- [TASK DIRECTIONS]:
All lines from the one with "Please consult the photo below." to the end of the listing below are to be transcribed exactly; both end lines are included, and no other lines are.

- [INFORMATION]:
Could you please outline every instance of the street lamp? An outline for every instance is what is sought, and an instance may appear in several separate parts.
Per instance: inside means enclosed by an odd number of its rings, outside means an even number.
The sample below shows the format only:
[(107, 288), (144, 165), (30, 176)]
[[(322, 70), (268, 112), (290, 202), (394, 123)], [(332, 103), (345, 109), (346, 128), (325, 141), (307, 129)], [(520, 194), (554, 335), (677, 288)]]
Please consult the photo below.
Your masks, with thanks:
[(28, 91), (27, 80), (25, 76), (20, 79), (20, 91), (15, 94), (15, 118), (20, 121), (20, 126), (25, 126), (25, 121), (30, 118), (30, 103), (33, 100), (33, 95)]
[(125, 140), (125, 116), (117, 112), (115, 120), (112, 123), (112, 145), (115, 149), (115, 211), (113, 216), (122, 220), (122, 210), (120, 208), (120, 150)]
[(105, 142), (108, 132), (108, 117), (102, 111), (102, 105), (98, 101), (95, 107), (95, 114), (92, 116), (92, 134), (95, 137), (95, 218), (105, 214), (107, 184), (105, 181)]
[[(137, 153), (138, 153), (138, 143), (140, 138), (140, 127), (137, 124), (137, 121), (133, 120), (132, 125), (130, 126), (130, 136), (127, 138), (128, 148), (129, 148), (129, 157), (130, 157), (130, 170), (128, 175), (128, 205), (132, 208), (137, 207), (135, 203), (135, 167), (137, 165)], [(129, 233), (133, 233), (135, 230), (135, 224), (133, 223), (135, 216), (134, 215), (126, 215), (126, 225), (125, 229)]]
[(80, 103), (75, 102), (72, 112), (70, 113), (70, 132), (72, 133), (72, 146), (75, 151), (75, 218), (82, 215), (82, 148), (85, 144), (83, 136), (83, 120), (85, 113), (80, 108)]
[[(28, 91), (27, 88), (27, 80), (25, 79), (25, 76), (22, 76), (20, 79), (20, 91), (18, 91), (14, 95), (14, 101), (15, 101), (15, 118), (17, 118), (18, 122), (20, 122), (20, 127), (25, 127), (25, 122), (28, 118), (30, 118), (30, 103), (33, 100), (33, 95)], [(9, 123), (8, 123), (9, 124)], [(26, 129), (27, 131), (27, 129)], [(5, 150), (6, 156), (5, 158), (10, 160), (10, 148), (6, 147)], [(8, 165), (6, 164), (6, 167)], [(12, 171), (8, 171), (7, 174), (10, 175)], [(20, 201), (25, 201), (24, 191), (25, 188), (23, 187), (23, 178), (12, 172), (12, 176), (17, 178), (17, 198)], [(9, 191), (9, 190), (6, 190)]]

- [ANSWER]:
Please consult the photo below.
Your masks, with thanks:
[(28, 91), (27, 80), (25, 76), (20, 79), (20, 91), (15, 94), (15, 118), (20, 121), (20, 126), (25, 126), (25, 121), (30, 118), (30, 103), (33, 100), (33, 95)]
[(125, 140), (125, 116), (117, 112), (115, 120), (112, 123), (112, 145), (115, 149), (115, 211), (113, 216), (122, 220), (122, 210), (120, 208), (120, 150)]
[(105, 142), (108, 132), (108, 117), (102, 111), (102, 105), (98, 101), (95, 107), (95, 114), (92, 116), (92, 134), (95, 137), (95, 218), (105, 214), (107, 184), (105, 181)]
[[(137, 153), (138, 153), (138, 143), (140, 138), (140, 127), (137, 124), (137, 121), (133, 120), (132, 125), (130, 126), (130, 136), (127, 138), (128, 148), (129, 148), (129, 157), (130, 157), (130, 170), (128, 175), (128, 205), (132, 208), (137, 207), (135, 203), (135, 167), (137, 165)], [(129, 233), (133, 233), (135, 230), (135, 224), (133, 223), (135, 216), (134, 215), (126, 215), (126, 225), (125, 229)]]
[(80, 103), (75, 102), (72, 112), (70, 113), (70, 132), (72, 133), (72, 146), (75, 151), (75, 218), (82, 215), (82, 148), (85, 144), (83, 136), (83, 120), (85, 113), (80, 108)]
[[(28, 91), (27, 88), (27, 80), (25, 79), (25, 76), (22, 76), (20, 79), (20, 91), (18, 91), (14, 95), (14, 101), (15, 101), (15, 118), (17, 118), (18, 122), (20, 122), (20, 127), (25, 127), (25, 122), (28, 118), (30, 118), (30, 103), (33, 100), (33, 95)], [(9, 123), (8, 123), (9, 124)], [(26, 129), (27, 131), (27, 129)], [(5, 150), (6, 156), (5, 158), (10, 160), (10, 148), (6, 147)], [(8, 165), (6, 164), (6, 167)], [(12, 171), (8, 171), (7, 174), (10, 175)], [(20, 201), (25, 201), (24, 191), (25, 188), (23, 187), (23, 178), (12, 172), (12, 176), (17, 178), (17, 198)], [(9, 191), (9, 190), (6, 190)]]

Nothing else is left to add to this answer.